What you are asked to do >> Give every entry again, unchanged, and leave its images out.

Provided records >>

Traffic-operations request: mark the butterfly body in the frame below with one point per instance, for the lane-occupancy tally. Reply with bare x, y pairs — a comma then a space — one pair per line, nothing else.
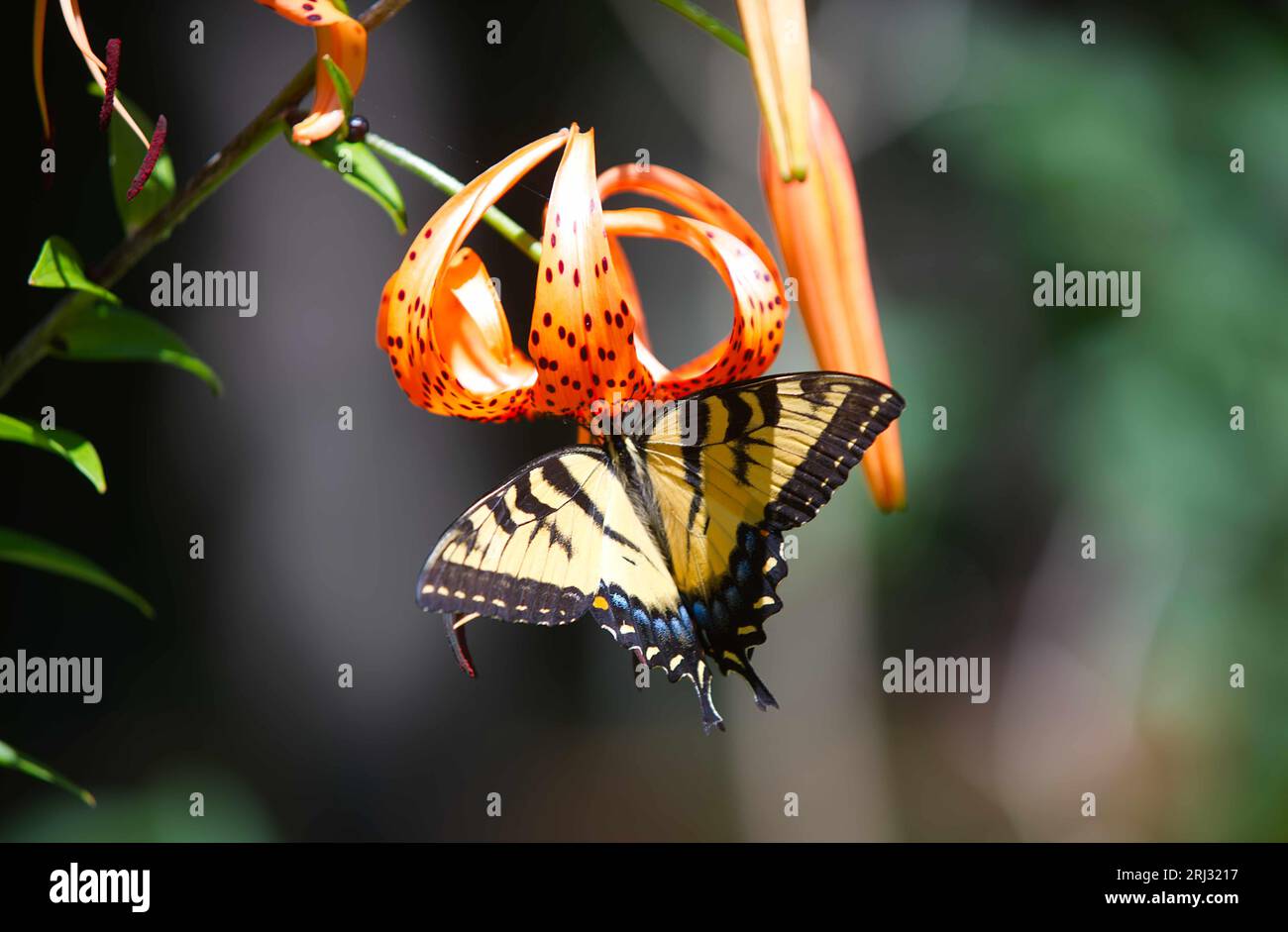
670, 540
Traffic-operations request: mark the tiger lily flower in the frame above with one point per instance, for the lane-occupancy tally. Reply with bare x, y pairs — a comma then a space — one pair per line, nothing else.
343, 39
103, 75
446, 335
778, 48
820, 233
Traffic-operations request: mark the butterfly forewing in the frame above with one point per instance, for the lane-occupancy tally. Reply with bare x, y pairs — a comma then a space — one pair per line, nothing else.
670, 541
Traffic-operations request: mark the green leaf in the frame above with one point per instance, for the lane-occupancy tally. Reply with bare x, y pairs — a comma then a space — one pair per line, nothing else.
38, 554
14, 761
59, 266
71, 447
343, 90
108, 334
124, 155
365, 171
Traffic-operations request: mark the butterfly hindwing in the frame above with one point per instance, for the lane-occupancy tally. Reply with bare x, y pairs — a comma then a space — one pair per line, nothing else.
670, 541
763, 458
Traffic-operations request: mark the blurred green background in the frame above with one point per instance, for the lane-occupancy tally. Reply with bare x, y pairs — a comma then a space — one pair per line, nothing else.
1108, 676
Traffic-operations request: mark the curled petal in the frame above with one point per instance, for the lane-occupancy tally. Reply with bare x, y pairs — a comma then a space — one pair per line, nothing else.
759, 305
583, 323
343, 39
439, 319
820, 232
778, 47
694, 198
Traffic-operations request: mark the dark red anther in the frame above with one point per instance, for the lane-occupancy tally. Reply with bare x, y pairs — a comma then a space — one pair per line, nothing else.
150, 161
114, 69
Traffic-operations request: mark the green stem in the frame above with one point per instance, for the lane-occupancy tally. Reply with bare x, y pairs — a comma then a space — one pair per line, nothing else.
267, 125
430, 172
708, 22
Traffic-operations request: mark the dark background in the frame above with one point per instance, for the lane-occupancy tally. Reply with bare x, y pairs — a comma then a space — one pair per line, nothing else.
1108, 676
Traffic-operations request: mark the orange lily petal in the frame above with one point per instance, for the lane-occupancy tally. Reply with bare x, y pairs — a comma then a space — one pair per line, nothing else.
346, 40
759, 306
583, 325
778, 47
446, 335
820, 232
97, 68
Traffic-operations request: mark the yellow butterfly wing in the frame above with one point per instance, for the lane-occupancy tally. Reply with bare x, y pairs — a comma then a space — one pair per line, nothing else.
763, 458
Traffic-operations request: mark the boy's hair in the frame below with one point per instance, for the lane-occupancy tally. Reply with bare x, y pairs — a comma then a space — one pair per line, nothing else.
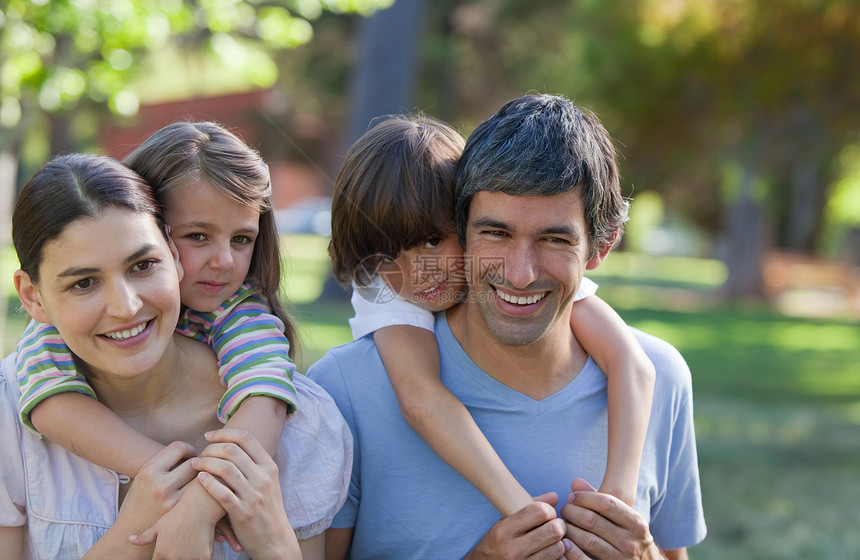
394, 191
194, 152
544, 145
69, 188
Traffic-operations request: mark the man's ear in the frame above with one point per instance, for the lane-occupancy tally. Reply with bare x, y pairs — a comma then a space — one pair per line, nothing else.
180, 272
601, 253
30, 298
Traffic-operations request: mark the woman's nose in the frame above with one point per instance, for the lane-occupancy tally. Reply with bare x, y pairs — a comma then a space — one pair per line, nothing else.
124, 300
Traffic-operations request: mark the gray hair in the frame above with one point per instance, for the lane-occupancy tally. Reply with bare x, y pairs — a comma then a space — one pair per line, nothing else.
543, 145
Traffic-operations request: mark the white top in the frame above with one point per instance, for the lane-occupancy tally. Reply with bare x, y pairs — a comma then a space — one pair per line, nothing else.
68, 503
377, 306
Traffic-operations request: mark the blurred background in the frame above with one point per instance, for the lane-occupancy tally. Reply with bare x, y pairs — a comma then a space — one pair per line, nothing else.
738, 124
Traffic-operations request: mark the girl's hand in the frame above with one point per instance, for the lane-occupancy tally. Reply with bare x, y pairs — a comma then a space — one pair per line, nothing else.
238, 472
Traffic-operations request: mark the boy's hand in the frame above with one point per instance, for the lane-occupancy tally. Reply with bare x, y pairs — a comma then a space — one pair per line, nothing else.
532, 532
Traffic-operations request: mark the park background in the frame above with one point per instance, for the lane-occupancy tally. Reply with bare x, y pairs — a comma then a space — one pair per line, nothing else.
738, 124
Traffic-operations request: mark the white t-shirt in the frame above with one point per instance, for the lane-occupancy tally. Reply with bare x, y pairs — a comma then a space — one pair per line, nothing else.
377, 306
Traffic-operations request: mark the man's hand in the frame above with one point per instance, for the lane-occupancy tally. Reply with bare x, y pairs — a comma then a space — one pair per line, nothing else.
533, 532
602, 526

Finished task >>
Traffic-operations request: mark the butterfly body in the frame below with one point per instance, for the lane-occupancy tally. Reply with bare x, y pairs — a comma then a space — one pair per line, nothing else.
670, 540
Traffic-operations request: mark the tiger lily flower in the frame above with one point per instance, for the lane-occupancy tally. Reply with bare x, y pairs — a comma then a space — one pair per line, nothing else.
343, 39
103, 75
446, 335
778, 48
820, 233
Traffic-operations request: mark the butterfly forewing in the frame above with one point per instance, for the lane-occupancy tally. Reply with bare x, y pairs — a comma then a space — one pair per line, nothing else.
670, 541
Traffic-operations request: mark the green leaf in the frame above with one point per instance, for the lane-occupancy tally. Reply with bare x, y pairs — a comma then a space — one pair per line, nothing else.
38, 554
14, 761
59, 266
71, 447
343, 90
108, 334
124, 155
365, 171
Traffic-operations request: mark the butterfly hindwing in the frame above with one point per instance, for the lane-occupancy tally. Reply with bare x, y pairs — a comma then a space — one pair per line, nothing else.
670, 541
763, 458
Traffic-operations request: mark the blurred green background in the frame above with one point per instance, for the lane-occupancy tally. Reply with bare x, y pairs — a comma then a space — one pair per line, nothing else.
1108, 676
Traffic-operations request: mark the curled petal in the frame above with one point per instance, for the lane-occupancy tally. Reply with bare x, y pairs — a comma then a space — one pair per line, nothing else.
759, 305
583, 323
343, 39
439, 319
820, 232
778, 47
694, 198
Traffic-operations request: mark the dark red anther in the frame above with one point per instance, for the lane-occupancy tally. Reply with bare x, y pairs — a comma then a space — one pair per line, nothing else.
150, 161
114, 69
Traffic-operations request: mark the green stem in the frame above with one point per instance, for the lane-occupancy tally. Reply with bare x, y pairs — a comma then a space — one pair per line, nothing else.
267, 125
430, 172
708, 22
Traffic-operations request: mark the dark background in the frame above with one point per instance, for the lane-occupancy tally. Reply with bare x, y pairs — a comma then a space — one pair per line, nothing else.
1108, 676
Traffic-operations request: mark the orange lily petal in the frame above with one point per instance, for the lane-occupancy tally. Reply with bare x, y pairs — a comma then a space — one pair per line, nothing else.
346, 40
759, 306
583, 325
778, 47
446, 335
820, 232
97, 68
Traffic-operations request: mark the yellow butterfly wing in the frame above with one point per instance, for the lane-occupancy tally. Reply with bare x, y pairs — a comma then a space — one pair per line, nothing else.
763, 458
Traffic-operations request: mark the boy's hair in the frame below with one point per instance, for the lane-occupancy tally. Reply with bare x, y pairs — a comma then a space — one pair per line, nothing else.
394, 191
194, 152
544, 145
69, 188
Traffic-operations request: mark the man's ear in the frame above with one point per instance, for the lane-occupancy tally. Reply with bare x, y pairs — a comma then a space — one pair per line, nothing else.
180, 272
601, 253
30, 298
Traffic-operations request: mark the woman's nose in the frame above with one point per instance, for the lane-occupancy tally. Reply with bare x, y pairs — a comma then a space — one pair per line, nothing else.
124, 300
Traffic-operations request: mark the gray hair in the frame above with one point per instance, for the lane-occupancy tally. Reply with bare x, y pairs — a comma then a space — one pair per line, nothing else.
543, 145
Traffic-operations request: mark the white top in the frame above with one point per instance, for the lane-occupancy tally. Reply with bare x, y pairs — a comma then a space — one pair per line, nothing else.
68, 503
377, 306
Traffic-operations request: mark the blurred background in the frame above with one point per instance, for the lane-occupancy tally. Reply with bare x, y pairs — a comma then a space — one pair per line, nothing else.
738, 124
Traffic-operations request: mark the girl's hand in the frame above with one point per instance, for the lane-occupancy tally. Reply with bare x, y pairs — a comma then a space — one pair per line, nothing else.
238, 472
Traffic-operations request: mark the boy's hand in the frame above with one point per instance, for the lane-occupancy tally. Reply with bare x, y pairs — a comma then a space — one pair per line, nothing else.
532, 532
Traffic-operations request: mark the park background in the frame above with one point per instance, for the lane-occupancy tally. Reply with bare x, y pairs — a comma then a space — one pair per line, nothing else.
738, 124
Traffic-operations request: mark the white t-shirt in the frame above with one point per instance, for the lane-occupancy tally. Reply with bare x, y pairs — a comma then a space — one pair per line, nothing else.
377, 306
Traffic-operations request: mark the man's hand in the frame above with one point per instance, for the lane-occupancy tally. Reply with bare x, y pairs — a comma then a space — one pair per line, nothing else.
533, 532
602, 526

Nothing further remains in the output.